## Work to be completed
Pull out each line below that contains the word "green" and list those lines in full.

## Supplied records
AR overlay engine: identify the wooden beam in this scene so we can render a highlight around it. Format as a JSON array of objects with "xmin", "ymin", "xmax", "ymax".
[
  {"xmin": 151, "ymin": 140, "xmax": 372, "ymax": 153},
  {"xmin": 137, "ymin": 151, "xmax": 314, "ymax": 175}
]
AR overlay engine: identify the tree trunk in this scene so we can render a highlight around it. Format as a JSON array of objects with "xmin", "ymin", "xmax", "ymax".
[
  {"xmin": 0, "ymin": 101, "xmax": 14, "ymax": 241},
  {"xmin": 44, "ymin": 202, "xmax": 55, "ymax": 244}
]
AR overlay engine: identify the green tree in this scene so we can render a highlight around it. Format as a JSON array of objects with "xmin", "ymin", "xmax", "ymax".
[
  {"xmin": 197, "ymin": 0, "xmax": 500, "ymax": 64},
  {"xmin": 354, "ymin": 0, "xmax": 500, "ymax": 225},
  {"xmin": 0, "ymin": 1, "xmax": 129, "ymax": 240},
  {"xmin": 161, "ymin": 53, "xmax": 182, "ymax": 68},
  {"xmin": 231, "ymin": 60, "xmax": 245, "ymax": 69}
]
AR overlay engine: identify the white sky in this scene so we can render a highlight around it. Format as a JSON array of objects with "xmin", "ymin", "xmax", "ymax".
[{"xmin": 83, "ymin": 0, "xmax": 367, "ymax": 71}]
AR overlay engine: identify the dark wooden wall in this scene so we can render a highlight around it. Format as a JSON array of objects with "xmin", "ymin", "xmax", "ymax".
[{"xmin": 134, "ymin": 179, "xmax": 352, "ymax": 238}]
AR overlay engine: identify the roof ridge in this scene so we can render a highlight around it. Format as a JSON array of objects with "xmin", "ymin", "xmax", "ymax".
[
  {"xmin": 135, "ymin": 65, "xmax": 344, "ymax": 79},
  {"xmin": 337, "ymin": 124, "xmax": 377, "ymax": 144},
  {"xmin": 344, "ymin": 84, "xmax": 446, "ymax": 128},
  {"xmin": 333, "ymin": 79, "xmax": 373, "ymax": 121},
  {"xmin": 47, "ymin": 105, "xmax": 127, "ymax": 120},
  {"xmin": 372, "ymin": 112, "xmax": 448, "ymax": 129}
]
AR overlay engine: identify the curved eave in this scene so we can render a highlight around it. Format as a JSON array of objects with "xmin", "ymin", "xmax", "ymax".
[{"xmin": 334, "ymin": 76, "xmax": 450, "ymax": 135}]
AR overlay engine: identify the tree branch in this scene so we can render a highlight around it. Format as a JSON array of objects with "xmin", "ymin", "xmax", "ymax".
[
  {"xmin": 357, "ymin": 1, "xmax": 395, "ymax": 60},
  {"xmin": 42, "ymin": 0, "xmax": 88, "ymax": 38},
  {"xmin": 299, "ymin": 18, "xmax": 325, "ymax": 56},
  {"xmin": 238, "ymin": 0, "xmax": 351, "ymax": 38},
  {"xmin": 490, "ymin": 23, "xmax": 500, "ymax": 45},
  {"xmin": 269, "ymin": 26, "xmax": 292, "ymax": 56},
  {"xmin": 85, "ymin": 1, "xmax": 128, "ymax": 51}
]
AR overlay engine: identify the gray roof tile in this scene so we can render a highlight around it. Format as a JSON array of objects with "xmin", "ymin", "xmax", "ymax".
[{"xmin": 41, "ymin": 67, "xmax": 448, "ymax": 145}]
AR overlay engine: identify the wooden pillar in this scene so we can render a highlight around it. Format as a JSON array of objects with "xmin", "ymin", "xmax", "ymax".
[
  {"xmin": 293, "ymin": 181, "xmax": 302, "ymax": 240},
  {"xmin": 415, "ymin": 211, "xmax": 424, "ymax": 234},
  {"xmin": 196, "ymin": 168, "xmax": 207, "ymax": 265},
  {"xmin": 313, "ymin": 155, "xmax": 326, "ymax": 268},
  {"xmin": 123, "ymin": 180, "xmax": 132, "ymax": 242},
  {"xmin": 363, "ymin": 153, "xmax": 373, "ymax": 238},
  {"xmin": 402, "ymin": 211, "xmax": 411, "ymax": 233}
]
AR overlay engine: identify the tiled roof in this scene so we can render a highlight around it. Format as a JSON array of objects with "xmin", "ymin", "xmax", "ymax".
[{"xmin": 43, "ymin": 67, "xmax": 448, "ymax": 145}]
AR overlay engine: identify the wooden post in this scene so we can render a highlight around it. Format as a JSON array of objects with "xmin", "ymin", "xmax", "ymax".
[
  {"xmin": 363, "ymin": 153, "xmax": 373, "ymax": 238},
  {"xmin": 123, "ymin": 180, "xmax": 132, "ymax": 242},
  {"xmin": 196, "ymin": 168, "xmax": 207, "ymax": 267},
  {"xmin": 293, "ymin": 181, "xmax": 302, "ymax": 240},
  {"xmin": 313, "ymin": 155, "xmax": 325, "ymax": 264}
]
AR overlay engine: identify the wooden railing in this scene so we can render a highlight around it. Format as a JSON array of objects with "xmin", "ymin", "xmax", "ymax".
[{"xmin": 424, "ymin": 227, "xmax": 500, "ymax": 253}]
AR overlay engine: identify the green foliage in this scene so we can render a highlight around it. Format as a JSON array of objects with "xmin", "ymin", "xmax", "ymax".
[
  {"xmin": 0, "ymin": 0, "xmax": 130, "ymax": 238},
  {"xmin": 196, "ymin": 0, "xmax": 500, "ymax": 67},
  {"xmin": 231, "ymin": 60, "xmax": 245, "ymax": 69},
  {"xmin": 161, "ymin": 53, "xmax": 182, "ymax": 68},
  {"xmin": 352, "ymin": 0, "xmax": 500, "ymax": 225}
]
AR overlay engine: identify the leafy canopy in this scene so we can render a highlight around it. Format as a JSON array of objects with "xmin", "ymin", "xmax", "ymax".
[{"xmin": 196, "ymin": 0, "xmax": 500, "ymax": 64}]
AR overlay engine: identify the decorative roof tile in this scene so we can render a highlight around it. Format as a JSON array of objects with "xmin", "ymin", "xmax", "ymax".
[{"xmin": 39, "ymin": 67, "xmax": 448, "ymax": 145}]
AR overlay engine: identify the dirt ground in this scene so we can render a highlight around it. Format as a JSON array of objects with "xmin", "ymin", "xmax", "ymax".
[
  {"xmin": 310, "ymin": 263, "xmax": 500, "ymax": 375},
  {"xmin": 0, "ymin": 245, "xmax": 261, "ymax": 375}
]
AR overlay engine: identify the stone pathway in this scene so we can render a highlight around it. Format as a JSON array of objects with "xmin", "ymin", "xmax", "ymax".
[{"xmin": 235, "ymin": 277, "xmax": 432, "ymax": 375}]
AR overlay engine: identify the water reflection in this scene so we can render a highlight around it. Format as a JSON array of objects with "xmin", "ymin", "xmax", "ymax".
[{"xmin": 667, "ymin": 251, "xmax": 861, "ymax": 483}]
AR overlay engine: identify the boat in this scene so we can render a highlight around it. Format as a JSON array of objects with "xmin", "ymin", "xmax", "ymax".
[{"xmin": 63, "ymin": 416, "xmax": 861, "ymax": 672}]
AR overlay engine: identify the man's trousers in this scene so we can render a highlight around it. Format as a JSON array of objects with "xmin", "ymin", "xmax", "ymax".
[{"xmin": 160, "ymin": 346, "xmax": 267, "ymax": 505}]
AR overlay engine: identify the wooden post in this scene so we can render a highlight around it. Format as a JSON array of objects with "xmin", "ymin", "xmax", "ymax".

## Expected answer
AR overlay engine: identify the green tree in this scene so we can render a highlight around it. Format as a JSON array of objects with "xmin", "ymin", "xmax", "ymax".
AR overlay engine: identify the green foliage in this scene so we can render a highlight around it. Format as a JSON array of objects with "xmin", "ymin", "xmax", "ymax".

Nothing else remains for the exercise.